Location labeling records:
################

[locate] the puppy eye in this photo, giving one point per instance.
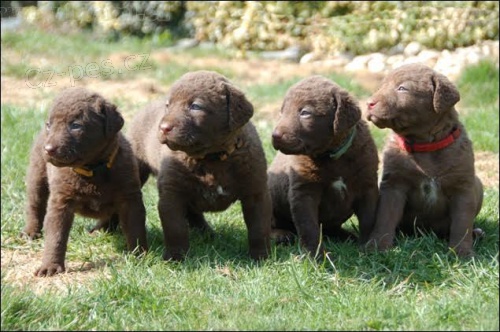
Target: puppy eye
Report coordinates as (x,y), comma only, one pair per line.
(195,107)
(305,114)
(75,126)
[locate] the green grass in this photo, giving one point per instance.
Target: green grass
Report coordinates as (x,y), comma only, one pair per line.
(478,86)
(418,285)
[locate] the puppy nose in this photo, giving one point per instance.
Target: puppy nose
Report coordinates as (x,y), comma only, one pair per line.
(277,134)
(166,127)
(371,103)
(50,149)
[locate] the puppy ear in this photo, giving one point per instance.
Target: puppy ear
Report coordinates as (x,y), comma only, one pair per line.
(239,108)
(347,112)
(114,120)
(446,94)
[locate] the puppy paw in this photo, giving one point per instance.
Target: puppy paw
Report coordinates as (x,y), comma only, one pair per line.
(108,226)
(374,244)
(463,251)
(173,256)
(48,270)
(478,233)
(259,254)
(281,236)
(30,234)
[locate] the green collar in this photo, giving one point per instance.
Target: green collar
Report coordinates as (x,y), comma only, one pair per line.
(336,154)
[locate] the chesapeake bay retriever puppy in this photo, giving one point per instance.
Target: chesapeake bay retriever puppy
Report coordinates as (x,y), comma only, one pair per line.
(206,154)
(326,167)
(428,179)
(81,163)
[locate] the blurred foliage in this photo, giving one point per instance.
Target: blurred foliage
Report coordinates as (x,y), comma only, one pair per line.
(326,27)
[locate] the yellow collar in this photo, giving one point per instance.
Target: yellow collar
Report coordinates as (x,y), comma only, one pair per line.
(89,171)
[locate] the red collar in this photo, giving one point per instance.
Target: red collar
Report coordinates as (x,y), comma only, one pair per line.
(408,146)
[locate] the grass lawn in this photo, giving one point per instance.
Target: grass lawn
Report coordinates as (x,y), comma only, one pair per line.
(418,285)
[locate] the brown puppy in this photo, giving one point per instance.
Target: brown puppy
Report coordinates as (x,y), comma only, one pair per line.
(81,163)
(326,167)
(428,179)
(206,154)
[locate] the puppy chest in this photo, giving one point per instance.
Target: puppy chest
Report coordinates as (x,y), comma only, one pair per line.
(426,194)
(95,207)
(214,192)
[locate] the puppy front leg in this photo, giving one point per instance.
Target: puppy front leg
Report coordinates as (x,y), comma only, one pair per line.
(57,224)
(257,212)
(366,210)
(132,215)
(37,189)
(390,210)
(304,206)
(463,209)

################

What needs to be done:
Put each line of the material above into a JSON list of strings, with one string per line and no blank lines. Leave the pictures out of your answer.

In response:
[
  "[locate] the puppy eye in this photo, giving one point per instance.",
  "Target: puppy eye",
  "Report coordinates as (x,y), comma only, one pair per line.",
  "(195,107)",
  "(305,114)",
  "(75,126)",
  "[locate] the green grass in this photo, giving one point per instance.",
  "Target: green grass",
  "Report coordinates as (x,y), comma only, one pair per line.",
  "(478,86)",
  "(418,285)",
  "[locate] the puppy nose in this photo, giving one point per instance.",
  "Target: puppy nose",
  "Report coordinates as (x,y), comma only, one pair per line.",
  "(277,134)",
  "(166,127)",
  "(371,103)",
  "(50,149)",
  "[locate] the puppy ear in this photo, giving one point per instance.",
  "Target: puppy ear",
  "Report coordinates as (x,y), comma only, one pair per line.",
  "(239,108)",
  "(347,112)",
  "(114,120)",
  "(446,94)",
  "[locate] the puppy paw in this photo, giving one point per instance.",
  "Target: puppy paw",
  "Report coordinates as (x,y), comma only, one pair per line.",
  "(108,226)",
  "(374,244)",
  "(463,251)",
  "(173,256)",
  "(48,270)",
  "(478,233)",
  "(259,254)",
  "(281,236)",
  "(30,234)",
  "[locate] the green collar in this photo, giving one point per instance.",
  "Target: green collar",
  "Report coordinates as (x,y), comma only, one pair per line.",
  "(336,154)",
  "[locate] the chesapeake bay retriever puppy in this photo, giving one point per instance.",
  "Target: chesapeake bay retriever puppy",
  "Report coordinates as (x,y), comma only, one pair per line.",
  "(206,154)",
  "(326,167)",
  "(428,179)",
  "(81,163)",
  "[locate] the blurred foliage in this photo, giving one point per instance.",
  "Target: blurred foliage",
  "Report coordinates as (x,y), comma only, one pair per line.",
  "(326,27)",
  "[locate] the yellow collar in this photo, giving one point per instance.",
  "Target: yellow collar",
  "Report coordinates as (x,y), comma only, one pair per line.",
  "(89,171)",
  "[locate] the red collar in this photo, giving one point per instance.",
  "Target: red collar",
  "Report coordinates as (x,y), comma only, one pair per line.",
  "(408,146)",
  "[locate] the grass lawn in this photo, giving one point per instance.",
  "Target: grass lawn",
  "Report coordinates as (x,y), comma only, one pair per line.",
  "(418,285)",
  "[locate] the brown puppy in this photo, giving one point per instance.",
  "Target: brown puppy",
  "Report coordinates as (x,y), comma only, one pair per line.",
  "(81,163)",
  "(326,167)",
  "(428,179)",
  "(206,154)",
  "[locate] the puppy chest in this photo, giving one point per instance.",
  "Target: puppy chest",
  "Report coordinates as (x,y), comma only, one pair per line.",
  "(426,194)",
  "(95,207)",
  "(214,192)",
  "[locate] the puppy front leg in this photo, giving one point per instance.",
  "Target: puppy front leg",
  "Report coordinates as (x,y), comma only, one pair per line.",
  "(57,224)",
  "(257,212)",
  "(366,210)",
  "(132,215)",
  "(37,189)",
  "(390,210)",
  "(304,206)",
  "(463,209)"
]